The problem:
Would you please print the data a second time, exactly as it stands?

Records supplied:
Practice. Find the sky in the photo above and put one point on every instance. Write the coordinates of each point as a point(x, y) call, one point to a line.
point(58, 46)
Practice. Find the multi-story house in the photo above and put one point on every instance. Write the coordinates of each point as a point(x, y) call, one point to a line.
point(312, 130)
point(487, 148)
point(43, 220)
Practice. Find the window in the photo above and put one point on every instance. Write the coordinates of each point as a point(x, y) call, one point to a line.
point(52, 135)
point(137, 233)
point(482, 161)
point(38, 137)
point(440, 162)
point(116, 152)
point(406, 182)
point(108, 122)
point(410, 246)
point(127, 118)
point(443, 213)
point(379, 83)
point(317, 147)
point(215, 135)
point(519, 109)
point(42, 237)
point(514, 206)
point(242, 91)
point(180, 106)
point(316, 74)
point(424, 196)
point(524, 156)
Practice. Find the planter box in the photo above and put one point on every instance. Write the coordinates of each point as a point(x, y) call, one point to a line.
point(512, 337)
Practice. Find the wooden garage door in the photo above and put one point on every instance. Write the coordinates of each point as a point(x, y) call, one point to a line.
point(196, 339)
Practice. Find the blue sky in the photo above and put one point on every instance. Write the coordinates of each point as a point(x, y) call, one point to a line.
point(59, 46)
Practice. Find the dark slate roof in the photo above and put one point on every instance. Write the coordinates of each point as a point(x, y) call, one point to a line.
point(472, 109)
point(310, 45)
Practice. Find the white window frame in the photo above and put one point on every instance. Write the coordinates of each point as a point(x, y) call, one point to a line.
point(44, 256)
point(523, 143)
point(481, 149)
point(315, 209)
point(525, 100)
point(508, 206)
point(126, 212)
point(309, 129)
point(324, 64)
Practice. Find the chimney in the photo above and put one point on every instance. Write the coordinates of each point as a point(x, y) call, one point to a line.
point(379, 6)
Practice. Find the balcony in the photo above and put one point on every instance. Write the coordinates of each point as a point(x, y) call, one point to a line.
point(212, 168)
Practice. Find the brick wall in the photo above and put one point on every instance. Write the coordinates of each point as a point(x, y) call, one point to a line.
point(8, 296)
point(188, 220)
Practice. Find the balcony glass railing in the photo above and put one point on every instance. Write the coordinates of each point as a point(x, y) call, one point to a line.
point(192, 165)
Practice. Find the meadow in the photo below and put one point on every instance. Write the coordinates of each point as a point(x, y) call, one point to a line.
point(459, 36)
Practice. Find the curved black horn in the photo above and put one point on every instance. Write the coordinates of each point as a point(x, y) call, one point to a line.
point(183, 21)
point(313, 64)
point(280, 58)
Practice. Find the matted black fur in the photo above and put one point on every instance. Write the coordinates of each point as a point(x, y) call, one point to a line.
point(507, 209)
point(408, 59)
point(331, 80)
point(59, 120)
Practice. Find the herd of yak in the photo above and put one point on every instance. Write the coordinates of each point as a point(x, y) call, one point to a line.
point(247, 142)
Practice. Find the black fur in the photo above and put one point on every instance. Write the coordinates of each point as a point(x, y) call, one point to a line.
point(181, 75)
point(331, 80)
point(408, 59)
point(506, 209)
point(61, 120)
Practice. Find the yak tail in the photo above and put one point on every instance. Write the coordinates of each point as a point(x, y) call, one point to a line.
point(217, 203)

Answer box:
Practice. Find the sky in the photo above and put one point on every instance. Write the coordinates of each point as a point(x, y) call, one point to a line.
point(58, 46)
Practice. Find the multi-story house in the photo above and put one point on every instance. Write the coordinates of each point as a point(x, y) call, one point to a line.
point(312, 130)
point(487, 148)
point(43, 220)
Practice. Find the window in the photo above and put one point on every instance. Write the coordinates of each point as a point(x, y) call, one point to a line.
point(52, 135)
point(137, 233)
point(482, 161)
point(38, 137)
point(440, 162)
point(116, 152)
point(406, 182)
point(108, 122)
point(410, 246)
point(127, 118)
point(443, 213)
point(379, 83)
point(317, 147)
point(215, 135)
point(519, 109)
point(42, 237)
point(514, 206)
point(242, 91)
point(180, 106)
point(316, 74)
point(424, 196)
point(524, 156)
Practice. Find the planter box in the photo above and put one point on every instance. Write the coordinates of each point as a point(x, y) call, one point to a line.
point(512, 337)
Practice. Find the wooden garage door in the photo above and put one point on every instance. Write the coordinates of each point as a point(x, y) call, one point to a line.
point(196, 339)
Practice. Find the blue sky in the photo above and put one point on every instance. Write the coordinates of each point as a point(x, y) call, one point to a line.
point(59, 46)
Practice. Find the dark slate roof in the photo above and put one point on every instance. Write the coordinates of each point as a point(x, y) call, one point to a line.
point(472, 109)
point(310, 45)
Practice. Find the white window frame in the photo above and put one point on every instance. Write the coordinates of each point as a point(x, y) call, one point to a line.
point(44, 256)
point(523, 143)
point(481, 149)
point(315, 209)
point(525, 100)
point(508, 206)
point(126, 212)
point(309, 129)
point(324, 64)
Practice. Find the chimney in the photo above and put one point on every instance. Write the coordinates of each point as a point(x, y) call, one point to a line.
point(379, 6)
Practice. Find the balcony in the photo above and put one point on every instance. Write the coordinates of each point as a point(x, y) call, one point to a line.
point(212, 168)
Practice. Find the brick wall in the photo above and put one point on every instance. Write the coordinates of each point as a point(x, y) call, one point to a line.
point(8, 296)
point(188, 220)
Practice. Find the balcony glass railing in the photo above and put one point on every instance. Write the coordinates of each point as a point(x, y) call, one point to a line.
point(192, 165)
Practice. Find the meadow in the photo below and put one point on every instance. Write the coordinates of each point as a point(x, y) call, one point to a line.
point(459, 36)
Practice. Find the curved black horn in the photo above and put one point on every instance. Write the coordinates of each point as a point(x, y) call, one point to a line.
point(183, 21)
point(313, 64)
point(280, 58)
Practice. Find the matted black fur in the photo above and put one point on every instance. Write the coordinates of each point as a point(x, y) call, one point to a line.
point(507, 209)
point(408, 59)
point(331, 80)
point(59, 120)
Practice. Find the herd of yak in the photo above and put one point on every instance. Write the coordinates of each point as a point(x, y) call, one point to a line.
point(247, 142)
Practice. Find the black fur in the photo above and put one point on every instance. Write the coordinates of each point as a point(x, y) call, one point to a line.
point(181, 75)
point(331, 80)
point(408, 59)
point(506, 209)
point(61, 120)
Practice. Find the yak tail in the photo above and put one point on every instance. Write the coordinates of each point as a point(x, y) call, one point to a line.
point(217, 203)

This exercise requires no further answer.